:: Excerpt to read ::
□ □ □

STATE OF NORTH CAROLINA v. SCOTT LYLE HARLESS

NO. COA02-1147

Filed: 19 August 2003


Probation and Parole--probation revocation--appeal from district court

    A defendant's appeal from a judgment of the trial court revoking his probation and activating his sentence in a misdemeanor and felonious possession of marijuana, possession of drug paraphernalia, and possession of non-tax paid alcohol case is dismissed, because N.C.G.S. § 15A-1347 provides that a defendant must first appeal the revocation of probation by the district court to the superior court, and therefore, defendant did not have the right to appeal the revocation of his probation by the district court directly to the Court of Appeals.

    Judge STEELMAN dissenting.


    Appeal by defendant from judgment entered 27 February 2002 by Judge Mitchell L. McLean in Wilkes County District Court. Heard in the Court of Appeals 21 May 2003.

    Attorney General Roy Cooper, by Assistant Attorney General Thomas H. Moore, for the State.

    Jarvis John Edgerton, IV, for defendant appellant.

    TIMMONS-GOODSON, Judge.

    Scott Lyle Harless (“defendant”) appeals from judgment of the trial court revoking his probation and activating his sentence of four to five months' imprisonment. For the reasons stated herein, we dismiss the appeal.
    On 7 February 2001, defendant pled guilty to misdemeanor and felonious possession of marijuana, possession of drug paraphernalia, and possession of non-tax paid alcohol. The trial court suspended his sentence and placed him on probation for twenty-four months. On 19 October 2001, defendant's probation officer filed a probation violation report, alleging multipleviolations of the terms and conditions of probation. Defendant admitted to all violations on 27 February 2002 in the Wilkes County District Court. The trial court revoked his probation and activated his sentence. Defendant appeals.
    ___________________________________________________
    The dispositive issue on appeal is whether this Court has subject matter jurisdiction over defendant's appeal. Because we conclude that defendant cannot appeal the revocation of his probation directly from the district court, we dismiss this appeal.
    Both the State and defendant agree that this Court lacks statutory authority to hear an appeal from probation revocation directly from the district court level. Section 15A-1347 authorizes an appeal by a defendant from revocation by the trial court of probation:
        When a district court judge, as a result of a finding of a violation of probation, activates a sentence or imposes special probation, the defendant may appeal to the superior court for a de novo revocation hearing. At the hearing the probationer has all rights and the court has all authority they have in a revocation hearing held before the superior court in the first instance. Appeals from lower courts to the superior courts from judgments revoking probation may be heard in term or out of term, in the county or out of the county by the resident superior court judge of the district or the superior court judge assigned to hold the courts of the district, or a judge of the superior court commissioned to hold court in the district, or a special superior court judge residing in the district. When the defendant appeals to the superior court because a district court has found he violated probation and has activated his sentence or imposed special probation, and the superior court, after a de novo revocation hearing, orders that the defendant continue on probation under the same or modified conditions, the superior court is consideredthe court that originally imposed probation with regard to future revocation proceedings and other purposes of this Article. When a superior court judge, as a result of a finding of a violation of probation, activates a sentence or imposes special probation, either in the first instance or upon a de novo hearing after appeal from a district court, the defendant may appeal under G.S. 7A-27.

□ □ □

:: Direction A ::
According to the court opinion, on what date did the defendant's probation officer file a probation violation report?
The records that come next are unrelated to the court opinion.

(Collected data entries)
□ □ □

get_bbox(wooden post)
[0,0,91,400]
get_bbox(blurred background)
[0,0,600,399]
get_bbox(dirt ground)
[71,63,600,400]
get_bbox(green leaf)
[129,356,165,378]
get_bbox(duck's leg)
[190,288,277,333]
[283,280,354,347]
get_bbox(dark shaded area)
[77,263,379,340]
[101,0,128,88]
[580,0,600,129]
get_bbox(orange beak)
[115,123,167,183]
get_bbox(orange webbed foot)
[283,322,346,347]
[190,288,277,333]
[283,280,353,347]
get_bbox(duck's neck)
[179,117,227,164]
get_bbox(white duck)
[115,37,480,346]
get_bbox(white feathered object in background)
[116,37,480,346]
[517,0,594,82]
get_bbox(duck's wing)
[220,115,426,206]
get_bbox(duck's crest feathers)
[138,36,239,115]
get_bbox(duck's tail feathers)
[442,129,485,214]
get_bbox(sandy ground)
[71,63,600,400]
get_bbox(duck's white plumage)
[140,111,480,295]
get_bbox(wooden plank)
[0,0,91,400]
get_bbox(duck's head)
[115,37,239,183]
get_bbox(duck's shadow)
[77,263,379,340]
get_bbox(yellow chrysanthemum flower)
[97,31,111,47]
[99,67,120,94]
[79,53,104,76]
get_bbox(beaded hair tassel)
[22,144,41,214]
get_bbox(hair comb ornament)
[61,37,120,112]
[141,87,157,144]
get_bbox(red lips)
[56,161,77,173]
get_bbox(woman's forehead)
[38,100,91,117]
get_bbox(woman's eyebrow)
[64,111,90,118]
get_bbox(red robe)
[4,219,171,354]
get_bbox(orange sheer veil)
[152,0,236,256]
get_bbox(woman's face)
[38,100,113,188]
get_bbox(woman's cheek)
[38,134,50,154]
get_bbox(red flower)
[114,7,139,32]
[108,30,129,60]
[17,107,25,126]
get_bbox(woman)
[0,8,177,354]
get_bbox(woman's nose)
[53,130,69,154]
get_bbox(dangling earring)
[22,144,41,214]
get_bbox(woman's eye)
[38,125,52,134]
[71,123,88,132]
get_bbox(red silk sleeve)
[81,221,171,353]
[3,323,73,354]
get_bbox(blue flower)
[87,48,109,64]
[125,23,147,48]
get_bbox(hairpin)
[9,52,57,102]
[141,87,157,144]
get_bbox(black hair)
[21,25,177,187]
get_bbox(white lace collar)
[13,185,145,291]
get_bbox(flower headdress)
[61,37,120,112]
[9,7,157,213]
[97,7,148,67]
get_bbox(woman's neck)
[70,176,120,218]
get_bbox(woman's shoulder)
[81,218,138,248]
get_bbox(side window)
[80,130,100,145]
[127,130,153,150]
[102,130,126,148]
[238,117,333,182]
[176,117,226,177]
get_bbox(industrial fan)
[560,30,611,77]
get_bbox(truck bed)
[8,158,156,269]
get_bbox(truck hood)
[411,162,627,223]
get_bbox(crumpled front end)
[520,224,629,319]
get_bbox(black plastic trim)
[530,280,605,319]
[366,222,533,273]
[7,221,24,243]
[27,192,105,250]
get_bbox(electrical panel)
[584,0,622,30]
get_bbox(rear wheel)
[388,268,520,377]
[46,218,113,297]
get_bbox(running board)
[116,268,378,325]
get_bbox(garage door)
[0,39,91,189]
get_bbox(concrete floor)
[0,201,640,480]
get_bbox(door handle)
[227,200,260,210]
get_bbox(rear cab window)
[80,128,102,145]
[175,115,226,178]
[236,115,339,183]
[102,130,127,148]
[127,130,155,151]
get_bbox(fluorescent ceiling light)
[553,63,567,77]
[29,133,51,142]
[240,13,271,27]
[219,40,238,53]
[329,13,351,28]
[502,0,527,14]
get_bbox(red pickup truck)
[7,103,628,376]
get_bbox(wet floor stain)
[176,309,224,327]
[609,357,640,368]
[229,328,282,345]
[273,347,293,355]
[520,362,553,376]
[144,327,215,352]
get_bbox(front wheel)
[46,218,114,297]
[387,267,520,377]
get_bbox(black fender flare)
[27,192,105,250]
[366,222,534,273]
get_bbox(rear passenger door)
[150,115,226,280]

□ □ □

:: Direction B ::
Resize the records from the line that contains "get_bbox(woman's cheek)" down through the line that contains "[127,130,155,151]", both included. Output only those lines, get_bbox lines too, with every bounding-box coordinate multiplied by 0.75 and rounded to a whole number, halves rounding up.

:: Problem solution A ::
19 October 2001

:: Problem solution B ::
get_bbox(woman's cheek)
[29,101,38,116]
get_bbox(red flower)
[86,5,104,24]
[81,23,97,45]
[13,80,19,95]
get_bbox(woman)
[0,6,133,266]
get_bbox(woman's nose)
[40,98,52,116]
get_bbox(dangling earring)
[17,108,31,161]
get_bbox(woman's eye)
[29,94,39,101]
[53,92,66,99]
get_bbox(red silk sleeve)
[61,166,128,265]
[2,242,55,266]
get_bbox(blue flower)
[65,36,82,48]
[94,17,110,36]
get_bbox(hairpin)
[7,39,43,77]
[106,65,118,108]
get_bbox(black hair)
[16,19,133,140]
get_bbox(white lace collar)
[10,139,109,218]
get_bbox(flower headdress)
[46,28,90,84]
[7,5,118,160]
[73,5,111,50]
get_bbox(woman's neck)
[53,132,90,164]
get_bbox(woman's shoulder)
[61,164,104,186]
get_bbox(side window)
[60,98,75,109]
[95,98,115,113]
[77,98,95,111]
[179,88,250,137]
[132,88,170,133]
get_bbox(industrial fan)
[420,23,458,58]
get_bbox(truck bed)
[6,119,117,202]
get_bbox(truck hood)
[308,122,470,167]
get_bbox(crumpled front end)
[390,168,472,239]
get_bbox(black plastic trim)
[398,210,454,239]
[275,167,400,205]
[5,166,18,182]
[20,144,79,188]
get_bbox(electrical panel)
[438,0,467,23]
get_bbox(rear wheel)
[291,201,390,283]
[35,164,85,223]
get_bbox(running board)
[87,201,284,244]
get_bbox(garage door)
[0,29,68,142]
get_bbox(concrete floor)
[0,151,480,360]
get_bbox(door handle)
[170,150,195,158]
get_bbox(rear cab window)
[60,96,77,109]
[131,86,170,134]
[177,86,254,137]
[77,98,95,111]
[95,98,116,113]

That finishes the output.